Your assignment: Rewrite the records below as a numbered list, one line per item and no blank lines, leaving out the pictures.

Data extracts:

■ ■ ■ ■ ■

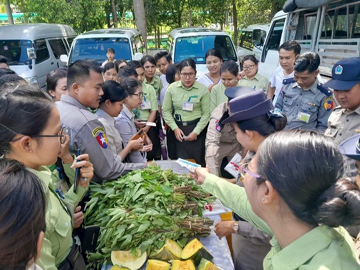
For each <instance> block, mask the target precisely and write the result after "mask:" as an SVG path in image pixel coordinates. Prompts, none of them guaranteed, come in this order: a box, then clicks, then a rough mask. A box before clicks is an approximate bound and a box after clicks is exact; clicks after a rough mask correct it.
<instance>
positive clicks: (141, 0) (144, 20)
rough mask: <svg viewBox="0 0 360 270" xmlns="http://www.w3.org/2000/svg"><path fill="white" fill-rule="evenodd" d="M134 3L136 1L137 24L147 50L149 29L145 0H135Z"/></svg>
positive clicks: (138, 28) (135, 9) (136, 24)
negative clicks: (147, 41)
mask: <svg viewBox="0 0 360 270" xmlns="http://www.w3.org/2000/svg"><path fill="white" fill-rule="evenodd" d="M133 3H134V13H135V22H136V26H137V28H138V29H139V31H140V33H141V35H142V36H143V39H144V43H145V46H146V50H147V30H146V18H145V8H144V0H133Z"/></svg>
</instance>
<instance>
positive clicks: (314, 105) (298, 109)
mask: <svg viewBox="0 0 360 270" xmlns="http://www.w3.org/2000/svg"><path fill="white" fill-rule="evenodd" d="M319 65H320V56H319V55H318V54H316V53H314V52H307V53H304V54H301V55H300V56H299V57H298V58H297V59H296V61H295V67H294V70H295V73H294V80H291V79H287V80H284V87H283V89H282V92H281V94H280V96H279V98H278V100H277V102H276V105H275V107H276V108H279V109H280V110H281V111H282V112H283V113H284V114H286V117H287V120H288V123H287V125H286V127H285V129H305V130H315V131H317V132H319V133H324V132H325V130H326V129H327V121H328V118H329V116H330V114H331V112H332V109H333V108H334V107H335V101H334V99H333V97H332V91H331V90H330V89H328V88H326V87H324V86H322V85H321V84H319V81H318V79H317V76H318V74H319V69H318V68H319Z"/></svg>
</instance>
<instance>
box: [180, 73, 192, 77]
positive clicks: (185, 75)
mask: <svg viewBox="0 0 360 270" xmlns="http://www.w3.org/2000/svg"><path fill="white" fill-rule="evenodd" d="M180 76H181V77H185V78H192V77H195V73H180Z"/></svg>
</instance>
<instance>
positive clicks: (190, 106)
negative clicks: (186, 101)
mask: <svg viewBox="0 0 360 270" xmlns="http://www.w3.org/2000/svg"><path fill="white" fill-rule="evenodd" d="M182 109H183V111H189V112H192V111H193V110H194V104H193V103H190V102H184V103H183V108H182Z"/></svg>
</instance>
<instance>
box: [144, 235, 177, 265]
mask: <svg viewBox="0 0 360 270" xmlns="http://www.w3.org/2000/svg"><path fill="white" fill-rule="evenodd" d="M181 251H182V248H181V247H180V245H179V244H178V243H176V242H175V241H173V240H171V239H168V240H166V242H165V245H163V247H162V248H161V249H159V251H158V252H156V253H155V254H152V255H150V258H153V259H158V260H162V261H170V260H178V259H180V258H181Z"/></svg>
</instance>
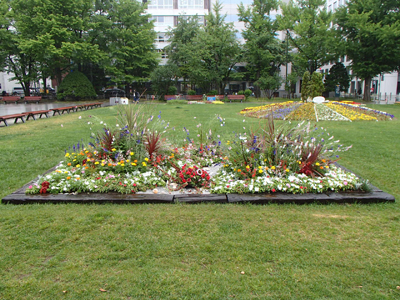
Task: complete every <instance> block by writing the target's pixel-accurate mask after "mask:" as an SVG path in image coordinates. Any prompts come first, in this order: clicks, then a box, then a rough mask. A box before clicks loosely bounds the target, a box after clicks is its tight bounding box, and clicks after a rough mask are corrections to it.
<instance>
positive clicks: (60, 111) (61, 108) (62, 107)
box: [50, 106, 77, 116]
mask: <svg viewBox="0 0 400 300" xmlns="http://www.w3.org/2000/svg"><path fill="white" fill-rule="evenodd" d="M50 110H51V111H52V112H53V116H55V115H56V114H57V113H58V114H59V115H60V116H61V115H62V114H63V113H64V112H67V113H70V112H71V111H72V112H74V111H75V110H77V106H65V107H58V108H52V109H50Z"/></svg>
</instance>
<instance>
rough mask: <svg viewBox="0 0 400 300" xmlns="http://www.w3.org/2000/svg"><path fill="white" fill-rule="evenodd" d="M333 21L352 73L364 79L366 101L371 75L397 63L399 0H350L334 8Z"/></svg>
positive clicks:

■ ■ ■ ■ ■

Solution for this exercise:
1. For each <instance> block, mask the target precisely and write the result after "mask:" as an SVG path in image pixel coordinates. Prompts, none of them guaranteed, come in this order: a box, then clicks, then a rough mask. A box before clicks is an approximate bound and a box after clicks is exact; clicks after a rough mask correct it.
2. <instance>
3. positive clicks: (141, 0) (144, 20)
4. rough mask: <svg viewBox="0 0 360 270" xmlns="http://www.w3.org/2000/svg"><path fill="white" fill-rule="evenodd" d="M134 3L136 1L137 24L147 50L149 29L145 0H135Z"/></svg>
5. positive clicks: (138, 28) (135, 9) (136, 24)
6. negative clicks: (147, 41)
7. mask: <svg viewBox="0 0 360 270" xmlns="http://www.w3.org/2000/svg"><path fill="white" fill-rule="evenodd" d="M133 3H134V13H135V22H136V26H137V28H138V29H139V31H140V33H141V35H142V36H143V39H144V43H145V46H146V50H147V30H146V18H145V8H144V0H133Z"/></svg>
8. </instance>
9. <instance>
10. positive clicks: (314, 105) (298, 109)
11. mask: <svg viewBox="0 0 360 270" xmlns="http://www.w3.org/2000/svg"><path fill="white" fill-rule="evenodd" d="M319 65H320V56H319V55H318V54H316V53H314V52H307V53H304V54H301V55H300V56H299V57H298V58H297V59H296V61H295V67H294V70H295V73H294V80H291V79H287V80H284V87H283V89H282V92H281V94H280V96H279V98H278V100H277V102H276V105H275V107H276V108H279V109H280V110H281V111H282V112H283V113H284V114H286V117H287V120H288V123H287V125H286V127H285V129H305V130H315V131H317V132H319V133H324V132H325V130H326V129H327V121H328V118H329V116H330V114H331V112H332V109H333V108H334V107H335V101H334V99H333V97H332V91H331V90H330V89H328V88H326V87H324V86H322V85H321V84H319V81H318V79H317V76H318V74H319V69H318V68H319Z"/></svg>
12. </instance>
13. <instance>
14. box: [180, 73, 192, 77]
15. positive clicks: (185, 75)
16. mask: <svg viewBox="0 0 360 270" xmlns="http://www.w3.org/2000/svg"><path fill="white" fill-rule="evenodd" d="M180 76H181V77H185V78H192V77H195V73H180Z"/></svg>
17. </instance>
18. <instance>
19. positive clicks: (190, 106)
20. negative clicks: (186, 101)
21. mask: <svg viewBox="0 0 360 270" xmlns="http://www.w3.org/2000/svg"><path fill="white" fill-rule="evenodd" d="M182 109H183V111H189V112H192V111H193V110H194V104H193V103H190V102H184V103H183V108H182Z"/></svg>
22. </instance>
23. <instance>
24. box: [144, 235, 177, 265]
25. mask: <svg viewBox="0 0 360 270" xmlns="http://www.w3.org/2000/svg"><path fill="white" fill-rule="evenodd" d="M181 251H182V248H181V247H180V245H179V244H178V243H176V242H175V241H173V240H171V239H168V240H166V242H165V245H163V247H162V248H161V249H159V251H158V252H156V253H155V254H152V255H150V258H153V259H158V260H162V261H170V260H178V259H180V258H181Z"/></svg>
26. </instance>
27. Task: complete every <instance> block by writing the target's pixel-accurate mask after "mask:" as an SVG path in image coordinates. Any prompts come first, in this order: clicks, then a box, then a rough mask. A box before clicks loosely bounds the target, a box after clicks is its tight bounding box, and clicks after a rough mask are corrections to it.
28. <instance>
29. positive clicks: (60, 111) (61, 108) (62, 107)
30. box: [50, 106, 77, 116]
31. mask: <svg viewBox="0 0 400 300" xmlns="http://www.w3.org/2000/svg"><path fill="white" fill-rule="evenodd" d="M50 110H51V111H52V112H53V116H55V115H56V114H57V113H58V114H59V115H60V116H61V115H62V114H63V113H64V112H67V113H70V112H71V111H72V112H74V111H75V110H77V106H65V107H58V108H52V109H50Z"/></svg>
32. </instance>
33. <instance>
34. rough mask: <svg viewBox="0 0 400 300" xmlns="http://www.w3.org/2000/svg"><path fill="white" fill-rule="evenodd" d="M333 21L352 73L364 79L366 101L371 75L397 63L399 0H350L334 8Z"/></svg>
35. positive clicks:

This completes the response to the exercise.